YOUR INSTRUCTIONS> From the entries that follow, gather each line holding the word "instance".

---

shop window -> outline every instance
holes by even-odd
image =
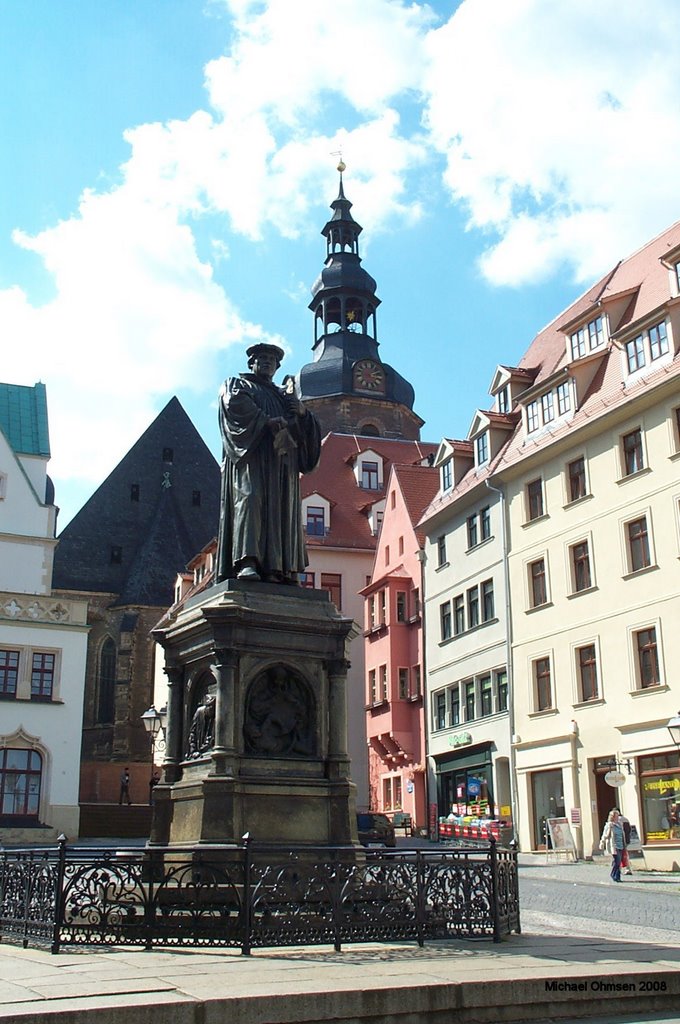
[[[567,494],[570,502],[587,494],[586,460],[582,455],[567,465]]]
[[[468,516],[467,520],[467,546],[474,548],[479,543],[477,536],[477,513]]]
[[[543,503],[543,481],[540,477],[537,480],[531,480],[527,484],[525,499],[526,515],[529,522],[534,519],[540,519],[541,516],[545,514]]]
[[[123,549],[118,544],[112,544],[109,551],[111,565],[121,565],[123,561]]]
[[[540,608],[548,603],[544,558],[537,558],[529,565],[529,595],[532,608]]]
[[[367,491],[377,491],[380,488],[380,477],[378,474],[378,463],[364,460],[361,463],[360,486]]]
[[[201,506],[201,492],[200,491],[192,491],[191,492],[191,504],[192,504],[192,506],[194,508],[200,508],[200,506]]]
[[[442,534],[441,537],[437,537],[437,568],[441,569],[443,565],[446,565],[446,535]]]
[[[475,454],[477,456],[477,465],[483,466],[489,461],[489,432],[484,431],[475,440]]]
[[[508,710],[508,673],[505,669],[499,669],[495,673],[496,684],[496,711]]]
[[[37,750],[0,748],[0,822],[37,821],[42,757]]]
[[[389,697],[387,692],[387,665],[380,666],[380,699],[386,701]]]
[[[307,590],[314,590],[314,573],[313,572],[301,572],[300,573],[300,586],[305,587]]]
[[[417,700],[420,697],[421,688],[420,665],[413,665],[411,668],[411,692],[409,694],[411,700]]]
[[[397,591],[397,622],[406,622],[406,591]]]
[[[491,536],[491,508],[487,505],[479,513],[482,540],[488,540]]]
[[[597,700],[599,693],[597,688],[597,652],[595,644],[579,647],[576,651],[576,659],[579,701],[585,703],[589,700]]]
[[[414,587],[411,591],[411,615],[414,619],[420,617],[420,588]]]
[[[458,685],[449,690],[449,724],[452,728],[460,725],[460,689]]]
[[[465,598],[457,594],[453,599],[454,629],[456,636],[465,632]]]
[[[510,412],[510,388],[507,384],[496,395],[496,402],[499,412]]]
[[[434,695],[434,727],[435,729],[446,728],[446,690],[441,690]]]
[[[56,657],[34,651],[31,664],[31,700],[52,700]]]
[[[582,590],[589,590],[593,585],[593,580],[590,571],[588,541],[582,540],[578,544],[573,544],[569,548],[569,556],[572,592],[578,594]]]
[[[97,721],[109,724],[115,718],[116,645],[107,637],[99,652],[97,679]]]
[[[327,590],[331,601],[340,610],[342,607],[342,576],[336,572],[322,572],[319,583],[321,590]]]
[[[447,459],[441,467],[442,491],[450,491],[453,485],[453,460]]]
[[[368,672],[368,703],[378,703],[378,690],[376,686],[376,674],[374,668],[369,669]]]
[[[534,849],[548,845],[546,822],[548,818],[563,818],[564,782],[562,769],[555,768],[531,774],[531,803],[534,825]]]
[[[383,809],[400,811],[401,799],[401,775],[391,775],[383,779]]]
[[[139,484],[130,484],[130,501],[139,501]]]
[[[0,650],[0,697],[16,697],[18,678],[19,651]]]
[[[680,841],[680,756],[654,754],[638,760],[645,843]]]
[[[637,684],[639,689],[646,690],[650,686],[659,686],[659,650],[656,640],[656,629],[639,629],[634,635]]]
[[[387,622],[387,591],[378,591],[378,611],[380,615],[379,623],[384,626]]]
[[[399,669],[399,700],[408,700],[408,669]]]
[[[550,658],[537,658],[533,665],[534,707],[536,711],[549,711],[553,706]]]
[[[482,618],[490,622],[494,617],[493,580],[485,580],[482,585]]]

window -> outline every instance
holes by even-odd
[[[397,591],[397,622],[406,622],[406,592]]]
[[[508,673],[505,669],[496,672],[496,711],[508,710]]]
[[[650,686],[658,686],[661,682],[661,675],[654,626],[649,629],[641,629],[635,634],[635,650],[640,689],[646,690]]]
[[[163,449],[163,462],[172,462],[174,460],[174,452],[172,448]]]
[[[120,565],[123,561],[123,549],[117,544],[113,544],[111,546],[109,561],[111,562],[111,565]]]
[[[442,534],[441,537],[437,537],[437,567],[441,568],[442,565],[446,565],[446,535]]]
[[[482,618],[489,622],[494,617],[493,580],[482,583]]]
[[[0,749],[0,820],[37,820],[41,777],[42,758],[37,750]]]
[[[564,416],[571,409],[571,389],[569,381],[557,385],[557,412]]]
[[[434,696],[434,727],[435,729],[446,728],[446,690],[436,693]]]
[[[586,329],[579,327],[571,336],[571,358],[580,359],[586,354]]]
[[[630,523],[626,523],[626,532],[628,535],[629,571],[638,572],[640,569],[648,568],[652,564],[652,559],[647,517],[641,516],[640,519],[633,519]]]
[[[479,591],[477,587],[471,587],[467,592],[467,616],[468,629],[474,629],[479,625]]]
[[[200,505],[201,505],[201,492],[200,491],[192,491],[191,492],[191,504],[193,505],[194,508],[199,508],[200,507]]]
[[[0,650],[0,697],[16,697],[19,651]]]
[[[383,810],[401,810],[401,776],[390,775],[383,779]]]
[[[307,506],[305,529],[310,537],[323,537],[326,533],[326,510],[319,505]]]
[[[596,320],[591,320],[588,324],[588,343],[591,352],[594,348],[599,348],[600,345],[604,344],[604,329],[601,316],[598,316]]]
[[[680,840],[680,757],[678,751],[638,760],[645,843]]]
[[[404,538],[403,537],[399,538],[399,543],[397,545],[397,551],[398,551],[398,553],[400,555],[404,554]]]
[[[368,672],[368,701],[369,701],[369,704],[377,704],[378,703],[378,690],[376,688],[375,680],[376,680],[375,669],[374,668],[369,669],[369,672]]]
[[[445,601],[439,609],[441,621],[442,640],[448,640],[451,636],[451,602]]]
[[[139,501],[139,484],[130,484],[130,501]]]
[[[626,476],[639,473],[645,467],[644,452],[642,450],[642,431],[638,427],[631,430],[630,434],[624,434],[621,438],[623,451],[623,472]]]
[[[465,688],[465,721],[471,722],[475,717],[475,684],[470,679],[463,684]]]
[[[387,693],[387,665],[380,666],[380,699],[386,701]]]
[[[380,487],[378,477],[378,463],[363,461],[361,463],[361,483],[360,487],[365,488],[367,491],[377,491]]]
[[[475,450],[477,453],[477,465],[483,466],[489,459],[489,434],[486,430],[476,439]]]
[[[481,717],[493,714],[493,693],[491,690],[491,676],[482,676],[479,680],[479,700]]]
[[[583,327],[579,327],[574,334],[571,335],[571,358],[580,359],[586,354],[586,339],[588,341],[588,350],[592,352],[596,348],[600,348],[604,345],[604,320],[601,316],[591,320],[590,323],[585,324]]]
[[[538,658],[534,662],[534,684],[536,687],[536,710],[548,711],[553,706],[550,658]]]
[[[54,654],[34,652],[31,666],[31,700],[52,700]]]
[[[322,572],[319,586],[321,590],[328,591],[331,601],[339,610],[342,606],[342,576],[340,573]]]
[[[474,548],[479,543],[477,537],[477,514],[468,516],[467,520],[467,542],[469,548]]]
[[[628,360],[628,373],[635,373],[645,365],[645,346],[641,334],[626,342],[626,359]]]
[[[456,636],[465,632],[465,598],[458,594],[453,599],[454,629]]]
[[[538,418],[538,402],[529,402],[527,405],[527,431],[533,434],[540,426]]]
[[[664,356],[668,352],[668,332],[666,331],[666,321],[662,320],[660,324],[656,324],[655,327],[650,327],[647,331],[649,337],[649,352],[652,357],[652,361],[658,359],[660,356]]]
[[[453,484],[453,463],[451,459],[447,459],[446,462],[442,463],[441,468],[441,481],[442,490],[450,491]]]
[[[411,669],[411,692],[409,696],[415,700],[420,697],[421,693],[421,682],[420,682],[420,665],[414,665]]]
[[[546,587],[544,558],[537,558],[535,562],[530,564],[529,588],[532,608],[540,608],[542,604],[548,603],[548,588]]]
[[[301,572],[300,573],[300,586],[305,587],[307,590],[314,590],[314,573],[313,572]]]
[[[479,513],[479,522],[482,528],[482,540],[488,540],[491,536],[491,509],[488,505]]]
[[[532,480],[526,489],[527,518],[540,519],[543,515],[543,481]]]
[[[499,412],[510,412],[510,390],[507,384],[498,392],[496,401],[498,402]]]
[[[420,617],[420,587],[414,587],[411,592],[411,614],[414,619]]]
[[[450,691],[450,717],[449,724],[453,728],[460,725],[460,690],[458,686],[452,686]]]
[[[578,501],[586,496],[586,460],[582,455],[567,466],[569,501]]]
[[[99,652],[97,721],[108,725],[116,717],[116,645],[107,637]]]
[[[578,594],[581,590],[588,590],[593,585],[590,573],[588,541],[580,541],[580,543],[574,544],[570,550],[572,584],[574,592]]]
[[[582,702],[597,700],[597,654],[595,644],[579,647],[576,651],[578,667],[578,699]]]
[[[379,611],[380,611],[380,625],[384,626],[387,621],[387,591],[381,590],[378,592]]]
[[[555,403],[552,391],[548,391],[541,397],[541,411],[543,412],[544,423],[551,423],[555,419]]]
[[[408,669],[399,669],[399,700],[408,700]]]

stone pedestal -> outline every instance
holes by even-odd
[[[169,692],[153,844],[357,842],[352,629],[325,591],[228,580],[154,632]]]

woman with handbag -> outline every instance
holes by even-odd
[[[612,866],[609,872],[612,882],[620,882],[621,861],[626,849],[626,837],[621,823],[621,815],[616,808],[609,812],[605,826],[602,829],[600,849],[606,850],[612,856]]]

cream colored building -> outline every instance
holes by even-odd
[[[492,480],[508,512],[524,850],[543,848],[557,817],[589,856],[619,806],[647,866],[680,867],[667,729],[680,707],[679,275],[674,225],[537,335],[519,368],[532,382],[513,396],[519,425]]]

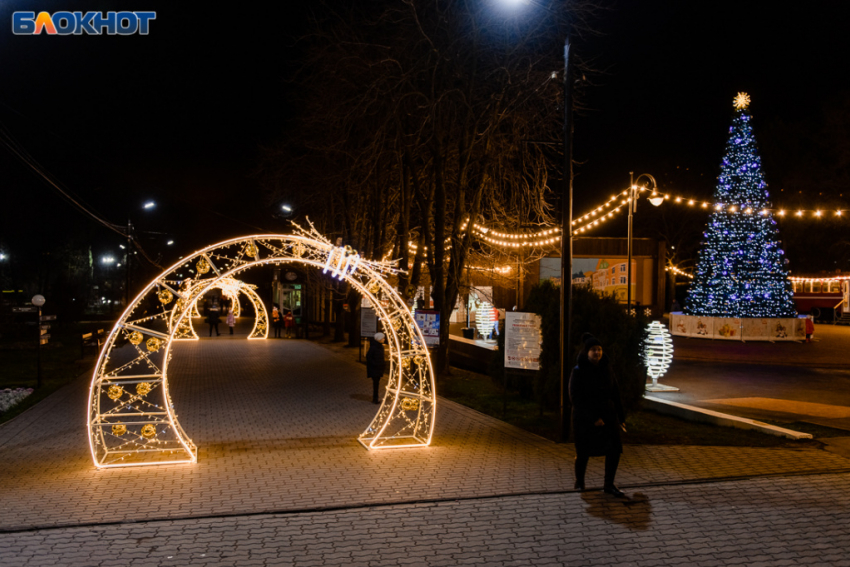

---

WRITTEN REPLY>
shop window -> outline every instance
window -> outline every instance
stone pedestal -> outline every instance
woman with handbag -> outline every instance
cream colored building -> outline every instance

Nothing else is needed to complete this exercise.